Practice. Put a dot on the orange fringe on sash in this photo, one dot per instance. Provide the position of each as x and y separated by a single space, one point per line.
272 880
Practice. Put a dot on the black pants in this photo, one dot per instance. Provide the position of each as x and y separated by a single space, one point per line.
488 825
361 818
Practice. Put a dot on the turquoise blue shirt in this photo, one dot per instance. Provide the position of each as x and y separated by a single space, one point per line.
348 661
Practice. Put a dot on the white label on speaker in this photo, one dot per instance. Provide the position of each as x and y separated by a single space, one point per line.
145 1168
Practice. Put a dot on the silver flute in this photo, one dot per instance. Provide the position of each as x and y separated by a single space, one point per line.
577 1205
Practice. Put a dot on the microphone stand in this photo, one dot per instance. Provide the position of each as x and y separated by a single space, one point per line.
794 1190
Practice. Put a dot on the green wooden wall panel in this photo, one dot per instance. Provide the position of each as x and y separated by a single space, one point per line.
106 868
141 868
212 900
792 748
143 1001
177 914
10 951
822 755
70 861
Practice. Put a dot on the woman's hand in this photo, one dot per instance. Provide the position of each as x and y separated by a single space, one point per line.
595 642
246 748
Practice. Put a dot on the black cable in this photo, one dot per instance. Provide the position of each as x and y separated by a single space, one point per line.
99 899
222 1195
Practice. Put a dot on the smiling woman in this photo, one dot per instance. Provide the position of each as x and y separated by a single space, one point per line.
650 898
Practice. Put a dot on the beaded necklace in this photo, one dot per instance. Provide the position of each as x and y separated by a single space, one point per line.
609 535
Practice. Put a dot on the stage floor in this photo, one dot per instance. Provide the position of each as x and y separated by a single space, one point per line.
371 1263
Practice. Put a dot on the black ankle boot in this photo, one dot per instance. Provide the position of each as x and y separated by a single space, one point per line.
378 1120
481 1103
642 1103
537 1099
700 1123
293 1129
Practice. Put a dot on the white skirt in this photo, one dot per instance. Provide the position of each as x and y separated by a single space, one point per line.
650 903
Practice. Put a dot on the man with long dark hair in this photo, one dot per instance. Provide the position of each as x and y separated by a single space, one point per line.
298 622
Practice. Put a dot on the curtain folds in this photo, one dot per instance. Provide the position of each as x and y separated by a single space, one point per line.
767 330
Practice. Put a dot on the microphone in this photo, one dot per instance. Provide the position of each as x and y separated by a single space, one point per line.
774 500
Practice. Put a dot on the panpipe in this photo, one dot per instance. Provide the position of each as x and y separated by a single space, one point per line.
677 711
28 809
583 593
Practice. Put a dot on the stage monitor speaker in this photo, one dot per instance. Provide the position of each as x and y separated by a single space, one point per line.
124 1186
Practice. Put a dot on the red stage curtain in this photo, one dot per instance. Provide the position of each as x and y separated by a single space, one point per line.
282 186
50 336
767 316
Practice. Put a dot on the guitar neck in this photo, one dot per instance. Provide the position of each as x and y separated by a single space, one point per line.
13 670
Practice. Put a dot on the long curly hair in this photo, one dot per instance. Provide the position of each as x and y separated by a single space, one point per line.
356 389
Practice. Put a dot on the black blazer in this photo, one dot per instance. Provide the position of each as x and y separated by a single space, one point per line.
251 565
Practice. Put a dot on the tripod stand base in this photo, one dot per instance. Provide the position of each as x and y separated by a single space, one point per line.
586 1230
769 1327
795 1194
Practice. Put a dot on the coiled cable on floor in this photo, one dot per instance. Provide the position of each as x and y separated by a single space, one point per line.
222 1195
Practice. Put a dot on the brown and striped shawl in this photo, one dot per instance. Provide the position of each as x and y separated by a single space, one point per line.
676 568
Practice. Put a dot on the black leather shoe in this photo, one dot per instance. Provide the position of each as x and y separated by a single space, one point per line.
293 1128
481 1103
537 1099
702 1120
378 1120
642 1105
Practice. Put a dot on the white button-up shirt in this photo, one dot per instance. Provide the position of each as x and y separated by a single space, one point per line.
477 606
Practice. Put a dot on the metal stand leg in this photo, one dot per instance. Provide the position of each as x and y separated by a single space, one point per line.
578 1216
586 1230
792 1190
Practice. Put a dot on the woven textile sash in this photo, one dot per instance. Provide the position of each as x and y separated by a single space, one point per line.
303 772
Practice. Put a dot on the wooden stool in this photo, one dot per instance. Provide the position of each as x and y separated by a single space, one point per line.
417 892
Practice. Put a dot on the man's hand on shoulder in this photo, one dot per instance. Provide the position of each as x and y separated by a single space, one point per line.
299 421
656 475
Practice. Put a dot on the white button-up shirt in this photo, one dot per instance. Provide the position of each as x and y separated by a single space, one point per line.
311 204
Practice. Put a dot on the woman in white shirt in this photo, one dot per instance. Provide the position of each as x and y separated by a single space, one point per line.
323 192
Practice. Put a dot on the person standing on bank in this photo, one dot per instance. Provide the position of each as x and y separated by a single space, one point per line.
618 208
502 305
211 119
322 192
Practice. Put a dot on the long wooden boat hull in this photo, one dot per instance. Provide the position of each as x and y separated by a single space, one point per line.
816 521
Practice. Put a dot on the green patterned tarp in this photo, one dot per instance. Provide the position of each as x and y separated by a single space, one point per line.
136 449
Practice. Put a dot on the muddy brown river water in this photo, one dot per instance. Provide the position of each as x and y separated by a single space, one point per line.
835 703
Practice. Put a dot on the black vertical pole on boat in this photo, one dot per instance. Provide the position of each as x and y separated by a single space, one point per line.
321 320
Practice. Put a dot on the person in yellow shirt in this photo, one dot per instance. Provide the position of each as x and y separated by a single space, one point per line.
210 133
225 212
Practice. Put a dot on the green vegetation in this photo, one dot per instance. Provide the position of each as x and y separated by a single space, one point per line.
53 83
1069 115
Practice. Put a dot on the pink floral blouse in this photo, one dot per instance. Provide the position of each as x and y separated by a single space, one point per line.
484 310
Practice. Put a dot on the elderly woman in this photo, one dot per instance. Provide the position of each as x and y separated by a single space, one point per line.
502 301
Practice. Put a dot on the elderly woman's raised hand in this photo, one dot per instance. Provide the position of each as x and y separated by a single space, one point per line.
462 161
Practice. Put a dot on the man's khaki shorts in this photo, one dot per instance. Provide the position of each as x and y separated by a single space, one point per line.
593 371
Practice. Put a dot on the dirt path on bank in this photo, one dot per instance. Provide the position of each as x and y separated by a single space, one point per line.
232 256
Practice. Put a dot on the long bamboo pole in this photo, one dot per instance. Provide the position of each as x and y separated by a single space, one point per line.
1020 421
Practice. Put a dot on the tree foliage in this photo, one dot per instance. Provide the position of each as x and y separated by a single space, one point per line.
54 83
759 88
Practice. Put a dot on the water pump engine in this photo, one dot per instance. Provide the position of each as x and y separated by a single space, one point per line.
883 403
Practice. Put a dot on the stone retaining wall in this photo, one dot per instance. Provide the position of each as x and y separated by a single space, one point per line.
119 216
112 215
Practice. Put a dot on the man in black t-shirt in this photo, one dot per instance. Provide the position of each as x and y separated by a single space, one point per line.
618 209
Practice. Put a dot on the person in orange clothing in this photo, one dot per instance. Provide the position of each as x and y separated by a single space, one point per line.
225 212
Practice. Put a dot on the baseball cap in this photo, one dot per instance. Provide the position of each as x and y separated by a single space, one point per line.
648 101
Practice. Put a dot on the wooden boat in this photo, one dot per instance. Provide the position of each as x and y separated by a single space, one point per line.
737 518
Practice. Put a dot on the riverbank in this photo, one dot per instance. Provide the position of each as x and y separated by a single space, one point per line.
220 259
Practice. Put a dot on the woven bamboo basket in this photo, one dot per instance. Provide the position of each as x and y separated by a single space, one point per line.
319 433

****************************************

> _YOUR TASK_:
Write every record out again, letter for letter.

> _ANSWER_:
Practice. Put a dot on the orange fringe on sash in this photo, one dot per instance. Provide the position of each as x and y separated by a single space, one point per line.
272 880
Practice. Put a dot on the black pants in this photo, one dot per instance. Provide the position of each as x and y separated by a single space, one point per line.
488 825
361 818
Practice. Put a dot on the turquoise blue shirt in this photo, one dot per instance. Provide the position of each as x and y separated by a single space, one point per line.
348 661
Practice. Put a dot on the white label on speaker in this photo, one dot per instance. Provide the position of each as x and y separated by a single space, one point per line.
145 1168
Practice. Put a dot on the silver flute in this photo, one dot per instance. Provide the position of each as x and y separated by a single space, one point per line.
577 1205
Practice. Put a dot on the microphone stand in this photo, one dot per instance. Provide the position of each as x and y separated by a single space, one point per line.
794 1190
Practice. Put a dot on the green wooden wall panel in this photo, one dot per instance. Provide the position of each as x and y separated by a single space, one point per line.
106 868
141 868
212 900
792 748
143 1001
177 914
10 951
822 755
70 861
Practice. Put a dot on the woman's hand in this photo, one dot per instance. Provide the position of each as x and y separated by a single space, one point per line.
595 642
246 748
Practice. Put a dot on the black cable in this photo, one dot per instance. Provide the position of each as x and y separated by a single space, one point per line.
99 899
222 1195
Practice. Put a dot on the smiling woman in this photo, one dot per instance. Provide the position of each as x and y separated by a single space, one point per line.
650 898
Practice. Put a dot on the beaded necklace in this photo, one dot per instance. Provide the position of each as x and y separated by a single space, one point per line.
609 535
Practice. Put a dot on the stage floor in this photo, one dot per instance. Provide the position of each as x and y separated by a single space, one point per line.
371 1263
Practice. Put a dot on the black ankle boot in this photo, one dot per instance. Provide the position of each as x and y separated by a single space, one point per line.
378 1120
481 1103
642 1103
537 1099
700 1123
293 1129
Practice. Put a dot on the white skirt in this photo, one dot per instance. Provide the position of each as x and y separated by a single space, one point per line.
650 903
Practice. Put a dot on the man with long dark hair in this photo, one dot per instance. Provide the position of each as x and y separated by a single space, one point per line.
298 622
Practice. Put a dot on the curtain folds in this photo, one dot per instance. Provide the position of each as x and y separated by a single space, one point per line.
767 330
Practice. Put a dot on the microphone in this photo, one dot per instance. Provide the position of each as x and y separated by a single space, one point per line.
774 500
Practice. Put a dot on the panpipe in this photo, one dot per instance. Provide the position of each as x and y separated by a single space, one point per line.
677 711
28 809
583 593
Practice. Put a dot on the stage monitor speaker in this photo, one dot per instance. Provide the position of each as x and y separated by a single space, one point per line.
124 1186
Practice. Put a dot on the red stage curtain in this photo, one dot per instance. Provide the position of each as x and y separated by a single space, one point per line.
282 186
50 336
767 316
Practice. Put a dot on the guitar neck in this photo, one dot per instance. Provide the position of each as x and y separated by a single space, one point per line.
13 670
Practice. Put a dot on the long curly hair in this photo, one dot per instance. Provide the position of each as x and y separated by a single space, one point per line.
356 389
Practice. Put a dot on the black blazer in this photo, one dot per instance. Provide the position of each as x and y separated by a single space, one point per line.
251 565
Practice. Put a dot on the tripod stand base in this photo, one dot per instance. Provide the position of each as x and y separated by a single space, one point per line.
586 1230
769 1327
795 1194
Practice. Put a dot on the coiled cable on floor in this photo, one dot per instance. Provide the position of each as x and y separated by a single space, one point per line.
222 1195
Practice. Put a dot on the brown and striped shawl in this photo, one dot per instance. Provide the position of each as x and y separated by a single space, one point per line.
676 568
Practice. Put a dot on the black leather shoe in this photo, one dot per instance. Provide the position of each as x and y separated by a single space, one point per line.
293 1128
481 1103
537 1099
702 1120
378 1120
642 1105
Practice. Put a dot on the white button-up shirt in this photo, one dot per instance. Provide the position of each as x and y separated by a single space, one point per line.
477 606
Practice. Put a dot on the metal stand leg in this photo, one dot per instance. Provide the position of each as x and y separated by a single space, one point per line.
578 1216
586 1230
792 1190
Practice. Put a dot on the woven textile sash in this photo, one dot per instance. Provide the position of each as x and y separated by a single space, one point per line.
303 772
Practice. Put a dot on the wooden stool in this photo, one dot per instance. Provide the position of each as x and y separated by a single space, one point per line.
417 892
Practice. Put a dot on the man's hand on shoulder in this photo, one dot per instance. Provide the position of each as x and y separated by a single space, one point per line.
299 421
656 475
Practice. Put a dot on the white button-up shirt in this photo, one dot per instance. Provide the position of each as x and y separated by a single space, one point per line.
311 204
Practice. Put a dot on the woman in white shirt in this photo, one dot per instance. Provide the position of each as x and y separated by a single space, one point per line.
323 192
Practice. Put a dot on the person standing on bank in this photo, one dot per instance. Provide the position of each as x and y separated by a single space, one point per line.
618 208
502 305
211 119
322 192
Practice. Put a dot on the long wooden boat hull in this photo, one dot per instance. Provide the position of each as x and y separated by a single space, one point per line.
816 521
Practice. Put a dot on the green patterned tarp in this photo, one dot per instance. Provide the position of each as x and y separated by a single space, one point per line.
136 449
Practice. Put a dot on the muddy brown river water in this photo, one dot per instance. Provide the position of each as x and y separated by a single space, one point per line.
835 703
Practice. Put a dot on the black vertical pole on boat in this photo, one dot per instance. Provide the position of each as x and y separated by a single space, one point per line.
321 320
Practice. Put a dot on the person in yellow shirt in this photo, one dot per instance. Provide the position of each as x and y separated by a single space, one point per line.
210 133
225 212
Practice. Put a dot on the green vegetation in this photo, one dot per instance. Provide the position of each as x and y separated by a single space, one point per line.
53 83
1069 115
Practice. Put a dot on the pink floral blouse in this photo, one dot per instance. Provide the position of each as x and y separated by a single space, one point per line.
484 310
Practice. Put a dot on the elderly woman in this photo, one dot per instance. Provide the position of each as x and y separated by a single space, one point per line.
502 301
Practice. Put a dot on the elderly woman's raised hand in this photo, one dot per instance. Provide the position of each as x and y separated by a single space, one point per line.
462 161
Practice. Put a dot on the man's khaki shorts in this photo, one dot per instance. Provide the position of each as x and y separated by a single space, one point per line.
593 371
Practice. Put a dot on the dirt path on bank in this photo, one dot per instance. Provide the position of each as x and y separated by a single space, one point per line.
232 256
Practice. Put a dot on the long bamboo pole in this photo, one dot per instance. Provide the position of each as x and y separated by a single space, one point per line.
1020 421
Practice. Put a dot on the tree foliage in this photo, one dot per instance. Provide the position of each as x and y separated by a single space, one point per line.
54 83
759 88
Practice. Put a dot on the water pump engine in this photo, one dot per instance. Provide the position of each as x and y separated by a single space, one point per line.
883 403
Practice. Put a dot on the stone retaining wall in this photo, one dot per instance. Provide the position of each as x and y separated by a single space, one point per line.
119 216
112 215
Practice. Put a dot on the man in black t-shirt in this photo, one dot per instance. Provide the position of each as x and y separated by a single space, one point per line.
618 209
Practice. Put a dot on the person in orange clothing in this photo, one dot per instance. Provide the position of each as x and y separated by a single space, one point per line.
225 212
Practice. Put a dot on the baseball cap in this photo, one dot per instance. Provide the position of each as x and y separated by a single space, one point per line.
648 101
Practice. Put a dot on the wooden boat in this photo, one dot per instance. Provide the position of each as x and y separated by a single space, one point per line.
737 518
Practice. Put a dot on the riverbank in this photo, one dot per instance. Provide the position of each as x and y separated by a single space, one point per line.
220 259
Practice. Put a dot on the woven bamboo basket in this photo, one dot per instance. Provide the position of each as x and y separated by a single space, one point per line.
319 433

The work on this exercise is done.